Copy word for word the line containing "Place a dot on every instance of the jersey" together with all lines following it to the end of the listing below, without the pictures.

--- Raw data ---
****************
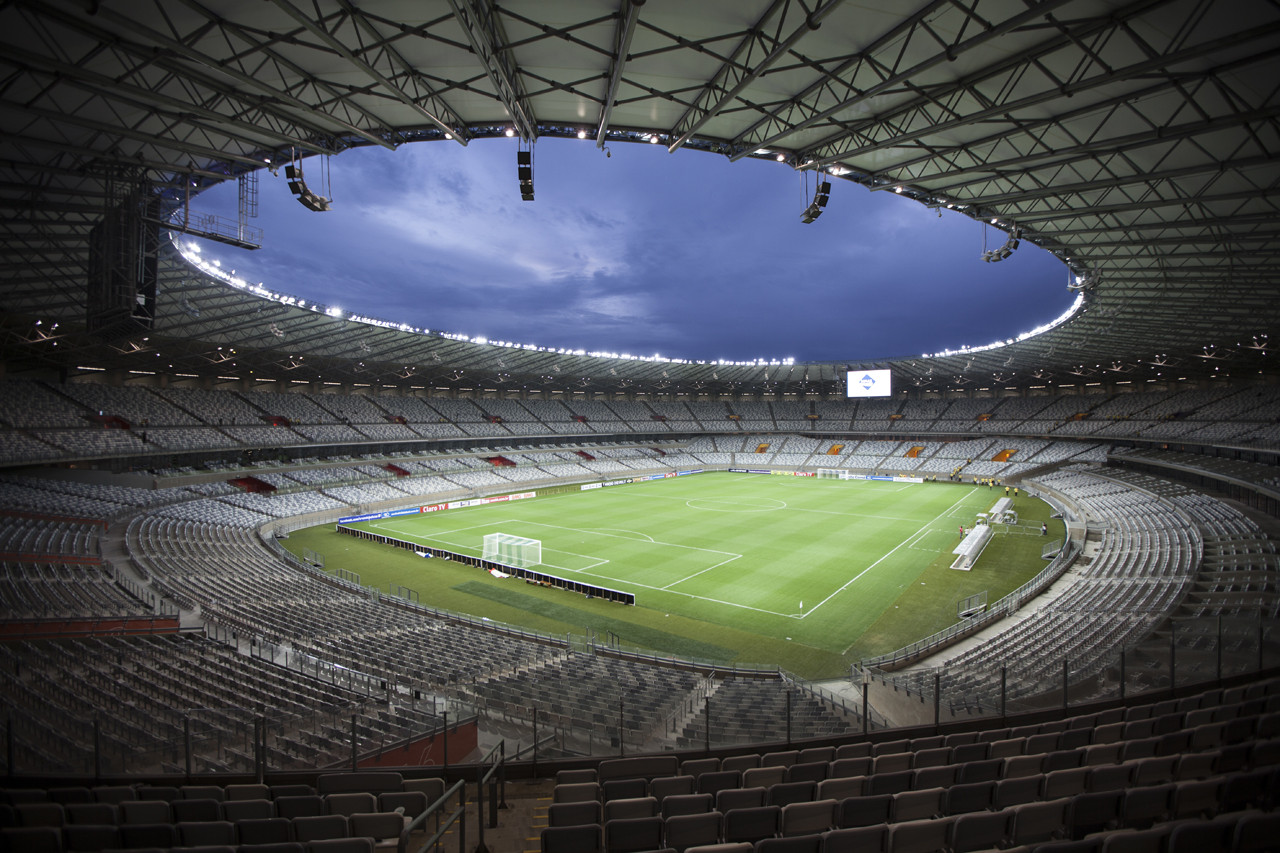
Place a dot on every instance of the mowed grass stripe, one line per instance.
(728, 559)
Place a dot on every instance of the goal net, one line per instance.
(512, 551)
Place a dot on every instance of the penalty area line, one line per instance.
(851, 580)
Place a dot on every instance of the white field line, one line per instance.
(851, 580)
(846, 515)
(703, 571)
(588, 571)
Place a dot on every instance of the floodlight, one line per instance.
(1006, 250)
(298, 187)
(525, 168)
(819, 201)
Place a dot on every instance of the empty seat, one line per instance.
(580, 813)
(350, 803)
(740, 762)
(1256, 833)
(764, 776)
(942, 776)
(812, 771)
(196, 810)
(114, 794)
(632, 834)
(796, 844)
(664, 787)
(414, 802)
(752, 824)
(145, 811)
(862, 749)
(1034, 822)
(264, 830)
(338, 845)
(31, 839)
(205, 833)
(919, 836)
(682, 831)
(780, 758)
(41, 813)
(984, 770)
(698, 766)
(1143, 807)
(90, 836)
(300, 806)
(791, 792)
(808, 819)
(864, 811)
(248, 790)
(168, 793)
(936, 757)
(740, 798)
(918, 804)
(1196, 798)
(314, 828)
(1065, 783)
(817, 753)
(1006, 748)
(1093, 812)
(891, 762)
(92, 813)
(576, 792)
(851, 766)
(858, 839)
(204, 792)
(981, 831)
(1011, 792)
(969, 797)
(150, 835)
(384, 828)
(1110, 778)
(890, 783)
(840, 789)
(624, 789)
(718, 780)
(630, 807)
(688, 804)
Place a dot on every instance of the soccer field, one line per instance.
(807, 573)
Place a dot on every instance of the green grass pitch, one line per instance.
(800, 573)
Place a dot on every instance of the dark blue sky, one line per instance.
(686, 255)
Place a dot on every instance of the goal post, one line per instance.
(511, 550)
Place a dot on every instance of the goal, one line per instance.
(512, 551)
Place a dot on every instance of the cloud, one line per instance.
(643, 251)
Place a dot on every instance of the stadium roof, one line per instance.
(1138, 141)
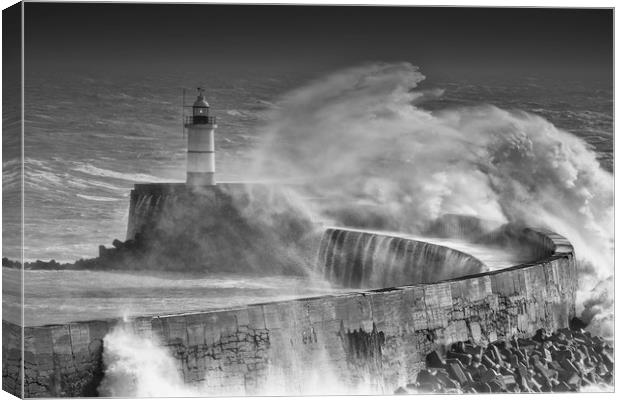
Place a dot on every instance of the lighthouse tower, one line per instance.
(200, 144)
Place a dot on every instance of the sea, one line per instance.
(90, 136)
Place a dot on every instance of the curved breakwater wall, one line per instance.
(358, 259)
(375, 337)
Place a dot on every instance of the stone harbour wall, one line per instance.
(377, 337)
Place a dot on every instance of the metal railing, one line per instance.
(199, 120)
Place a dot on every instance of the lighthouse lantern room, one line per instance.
(200, 143)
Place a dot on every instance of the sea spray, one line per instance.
(362, 137)
(137, 365)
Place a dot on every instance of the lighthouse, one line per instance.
(200, 144)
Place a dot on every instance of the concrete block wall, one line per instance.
(379, 336)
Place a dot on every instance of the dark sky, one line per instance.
(136, 36)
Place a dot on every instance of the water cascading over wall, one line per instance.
(374, 337)
(359, 259)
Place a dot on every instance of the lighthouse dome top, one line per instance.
(201, 102)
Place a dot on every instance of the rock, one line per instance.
(487, 362)
(577, 324)
(540, 335)
(573, 380)
(456, 372)
(607, 360)
(509, 380)
(427, 381)
(401, 390)
(489, 376)
(463, 357)
(435, 360)
(496, 386)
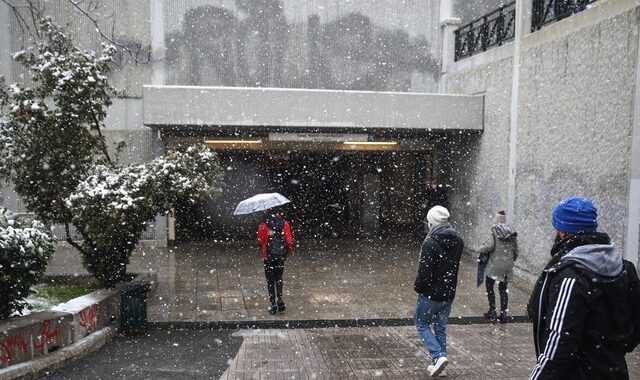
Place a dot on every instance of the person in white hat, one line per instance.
(436, 285)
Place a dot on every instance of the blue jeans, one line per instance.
(428, 312)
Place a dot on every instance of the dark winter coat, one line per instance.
(582, 319)
(438, 265)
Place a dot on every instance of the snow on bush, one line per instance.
(24, 253)
(113, 207)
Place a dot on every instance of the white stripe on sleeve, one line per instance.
(555, 326)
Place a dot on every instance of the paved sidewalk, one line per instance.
(476, 352)
(324, 280)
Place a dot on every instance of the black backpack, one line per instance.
(276, 245)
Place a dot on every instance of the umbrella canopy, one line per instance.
(260, 202)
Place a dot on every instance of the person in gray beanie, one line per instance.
(501, 249)
(584, 304)
(435, 284)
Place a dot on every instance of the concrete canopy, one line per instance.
(173, 106)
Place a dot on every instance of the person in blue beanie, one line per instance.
(582, 303)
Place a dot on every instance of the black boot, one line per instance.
(491, 315)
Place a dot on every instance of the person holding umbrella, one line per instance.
(275, 238)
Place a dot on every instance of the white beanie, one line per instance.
(500, 218)
(438, 215)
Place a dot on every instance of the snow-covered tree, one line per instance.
(56, 156)
(24, 253)
(112, 207)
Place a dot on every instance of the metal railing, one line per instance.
(492, 29)
(547, 11)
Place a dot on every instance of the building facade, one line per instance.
(311, 91)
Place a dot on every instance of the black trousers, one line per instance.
(273, 272)
(504, 296)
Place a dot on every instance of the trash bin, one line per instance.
(133, 306)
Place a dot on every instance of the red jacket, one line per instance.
(263, 237)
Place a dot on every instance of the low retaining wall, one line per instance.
(35, 335)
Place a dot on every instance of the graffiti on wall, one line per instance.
(88, 318)
(18, 343)
(255, 45)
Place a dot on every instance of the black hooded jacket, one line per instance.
(583, 319)
(438, 266)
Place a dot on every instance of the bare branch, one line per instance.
(70, 240)
(22, 22)
(111, 40)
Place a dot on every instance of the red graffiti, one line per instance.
(8, 344)
(88, 318)
(45, 336)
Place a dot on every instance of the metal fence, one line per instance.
(492, 29)
(547, 11)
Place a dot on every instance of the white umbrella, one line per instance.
(260, 202)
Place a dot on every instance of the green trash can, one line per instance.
(133, 306)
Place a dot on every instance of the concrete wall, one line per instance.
(574, 122)
(478, 166)
(38, 334)
(575, 117)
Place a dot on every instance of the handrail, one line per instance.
(492, 29)
(547, 11)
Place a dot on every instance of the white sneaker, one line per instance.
(437, 367)
(442, 374)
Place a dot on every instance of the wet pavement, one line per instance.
(158, 355)
(476, 352)
(323, 280)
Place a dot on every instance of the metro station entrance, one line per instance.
(334, 194)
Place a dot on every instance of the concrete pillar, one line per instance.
(632, 243)
(523, 27)
(157, 41)
(5, 43)
(448, 24)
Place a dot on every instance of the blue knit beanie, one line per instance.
(575, 214)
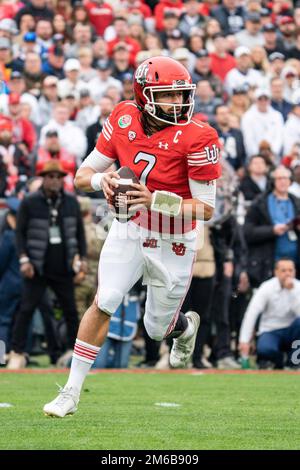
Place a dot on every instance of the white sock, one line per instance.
(84, 356)
(189, 330)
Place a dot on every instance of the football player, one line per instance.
(175, 157)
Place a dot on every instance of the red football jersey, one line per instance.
(168, 158)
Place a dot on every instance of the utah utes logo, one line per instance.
(179, 249)
(212, 153)
(141, 74)
(131, 135)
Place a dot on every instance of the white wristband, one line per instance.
(166, 203)
(96, 181)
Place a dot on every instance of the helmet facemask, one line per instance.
(153, 108)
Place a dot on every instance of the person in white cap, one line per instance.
(243, 73)
(291, 133)
(71, 85)
(262, 122)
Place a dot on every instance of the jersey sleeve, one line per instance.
(105, 142)
(203, 157)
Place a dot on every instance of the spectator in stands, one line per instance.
(88, 112)
(86, 283)
(205, 100)
(53, 64)
(292, 157)
(278, 302)
(195, 41)
(121, 61)
(33, 72)
(82, 38)
(52, 150)
(192, 17)
(260, 61)
(272, 43)
(100, 14)
(243, 74)
(221, 61)
(199, 296)
(276, 65)
(44, 35)
(23, 131)
(60, 238)
(277, 100)
(239, 102)
(295, 167)
(175, 39)
(294, 52)
(251, 36)
(256, 180)
(202, 71)
(291, 132)
(71, 85)
(230, 16)
(87, 72)
(103, 81)
(290, 77)
(48, 99)
(231, 139)
(37, 9)
(71, 137)
(5, 58)
(127, 87)
(262, 122)
(14, 162)
(16, 84)
(122, 35)
(287, 30)
(269, 229)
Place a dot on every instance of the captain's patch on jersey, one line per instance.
(124, 121)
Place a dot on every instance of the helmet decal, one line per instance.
(162, 74)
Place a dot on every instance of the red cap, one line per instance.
(14, 98)
(5, 123)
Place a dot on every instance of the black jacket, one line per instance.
(33, 227)
(261, 239)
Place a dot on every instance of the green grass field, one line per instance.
(119, 411)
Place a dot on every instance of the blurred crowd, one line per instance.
(64, 65)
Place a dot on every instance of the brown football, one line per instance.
(127, 176)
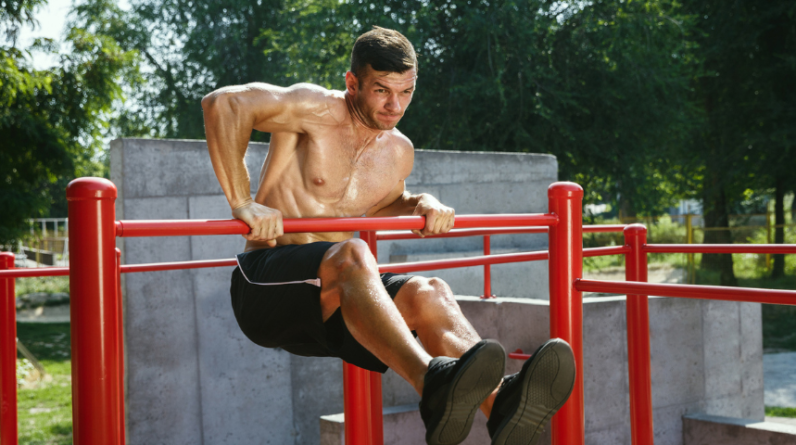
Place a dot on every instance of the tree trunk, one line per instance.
(716, 215)
(779, 220)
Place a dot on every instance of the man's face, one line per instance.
(381, 97)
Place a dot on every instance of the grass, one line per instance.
(49, 285)
(45, 410)
(776, 411)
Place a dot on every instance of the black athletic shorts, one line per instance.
(276, 300)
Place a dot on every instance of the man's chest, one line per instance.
(350, 178)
****************
--- Solution to the problem ---
Place a dot on every instance of the jersey sleeve, one line per instance.
(105, 142)
(203, 157)
Place a dot on every instance of the spectator in stands, one line per instance.
(88, 112)
(86, 283)
(205, 100)
(53, 64)
(292, 157)
(278, 302)
(195, 41)
(121, 61)
(33, 72)
(82, 38)
(52, 150)
(192, 17)
(260, 61)
(272, 43)
(100, 14)
(243, 74)
(221, 61)
(199, 296)
(276, 65)
(44, 35)
(23, 131)
(60, 238)
(277, 100)
(239, 102)
(295, 167)
(175, 39)
(294, 52)
(251, 36)
(256, 180)
(202, 71)
(291, 132)
(71, 85)
(230, 16)
(87, 72)
(103, 81)
(290, 77)
(48, 99)
(231, 139)
(37, 9)
(71, 137)
(5, 58)
(127, 87)
(262, 122)
(14, 162)
(16, 84)
(122, 35)
(287, 30)
(269, 229)
Place a dot on every instance of the captain's patch on jersey, one line per instance.
(124, 121)
Place a dot on every instance of the helmet decal, one line per instance.
(162, 74)
Place a dot on every instance of the red cap, one line per instance.
(14, 98)
(5, 123)
Place a dot on every instance of the black jacket, one line per instance.
(33, 227)
(261, 239)
Place a dot on every instance of the green grass field, one line per instance.
(119, 411)
Place a dot on every instance of the blurred crowd, one line per instance.
(64, 65)
Place a dot on every instance of the brown football, one line per instance.
(127, 176)
Place a dot on every instance of the tree trunk, one line per instance.
(716, 215)
(779, 220)
Place a dot on every instance of the man's face, one line per instance.
(381, 97)
Place a dot on every instance of the grass, one line per instance.
(49, 285)
(45, 410)
(776, 411)
Place a dot on every instance of the black athletic shorts, one line per instance.
(276, 300)
Place a dot on every instance of the man's chest, one line per instance.
(350, 178)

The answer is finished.